* Required action:
From the listing below, reproduce word for word the part that opens with the line containing "piece, as integer pixel positions." and closes with the line containing "dark green leaf, as integer pixel positions."; reproduce nothing else.

* Records supplied:
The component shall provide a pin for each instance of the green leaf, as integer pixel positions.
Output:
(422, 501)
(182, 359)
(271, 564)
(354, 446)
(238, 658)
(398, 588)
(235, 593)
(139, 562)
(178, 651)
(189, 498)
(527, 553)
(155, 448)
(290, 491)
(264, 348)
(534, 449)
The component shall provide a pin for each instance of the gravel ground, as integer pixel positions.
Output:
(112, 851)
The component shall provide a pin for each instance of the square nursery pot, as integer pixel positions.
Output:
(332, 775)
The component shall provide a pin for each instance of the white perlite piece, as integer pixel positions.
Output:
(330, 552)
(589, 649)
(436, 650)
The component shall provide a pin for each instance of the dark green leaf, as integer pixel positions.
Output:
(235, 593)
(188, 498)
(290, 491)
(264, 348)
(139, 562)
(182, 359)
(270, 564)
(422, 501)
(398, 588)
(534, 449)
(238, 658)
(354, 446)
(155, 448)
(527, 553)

* Task answer:
The component shall provide a pin for each instance of the white perlite piece, as integer pixel positions.
Output:
(330, 552)
(589, 649)
(436, 650)
The component shall provide a pin for each instance of the dark green leaf, as integer pixel positions.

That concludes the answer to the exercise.